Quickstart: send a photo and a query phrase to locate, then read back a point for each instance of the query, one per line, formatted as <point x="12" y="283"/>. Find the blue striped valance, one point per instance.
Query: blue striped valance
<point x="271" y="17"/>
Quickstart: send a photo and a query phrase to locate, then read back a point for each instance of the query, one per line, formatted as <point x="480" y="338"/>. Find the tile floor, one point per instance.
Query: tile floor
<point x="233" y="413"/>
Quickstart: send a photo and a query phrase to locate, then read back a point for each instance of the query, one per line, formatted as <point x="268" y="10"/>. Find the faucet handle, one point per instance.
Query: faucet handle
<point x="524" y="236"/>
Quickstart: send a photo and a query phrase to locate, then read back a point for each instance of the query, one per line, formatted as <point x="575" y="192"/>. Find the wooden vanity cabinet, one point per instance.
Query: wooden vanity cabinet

==

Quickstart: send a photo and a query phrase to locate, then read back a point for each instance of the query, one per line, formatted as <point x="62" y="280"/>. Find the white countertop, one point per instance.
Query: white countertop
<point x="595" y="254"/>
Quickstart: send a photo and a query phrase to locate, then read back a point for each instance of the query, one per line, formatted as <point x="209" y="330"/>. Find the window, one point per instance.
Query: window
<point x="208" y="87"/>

--

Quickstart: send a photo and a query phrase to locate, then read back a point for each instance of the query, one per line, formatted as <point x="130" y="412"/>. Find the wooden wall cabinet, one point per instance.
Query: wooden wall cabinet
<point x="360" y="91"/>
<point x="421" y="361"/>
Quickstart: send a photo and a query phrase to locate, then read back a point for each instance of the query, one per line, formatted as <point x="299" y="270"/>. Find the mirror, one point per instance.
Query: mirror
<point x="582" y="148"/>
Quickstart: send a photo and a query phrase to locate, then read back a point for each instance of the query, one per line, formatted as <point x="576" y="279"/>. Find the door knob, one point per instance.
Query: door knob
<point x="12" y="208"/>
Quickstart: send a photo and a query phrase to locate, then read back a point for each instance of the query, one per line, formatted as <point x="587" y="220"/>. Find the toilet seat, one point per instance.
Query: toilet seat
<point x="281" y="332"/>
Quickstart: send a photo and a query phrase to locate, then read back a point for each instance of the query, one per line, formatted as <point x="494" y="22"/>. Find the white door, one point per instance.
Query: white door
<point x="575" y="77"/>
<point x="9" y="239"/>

» **PROMPT**: For each line above that carries the word "vanity", copy it out.

» **EXERCISE RESULT**:
Quickstart: send a photo and a query phrase to locate, then read back a point for each instance of the query, one per line, formatted as <point x="575" y="192"/>. Find the wooden vanity cabinet, one point per instance.
Query: wooden vanity cabinet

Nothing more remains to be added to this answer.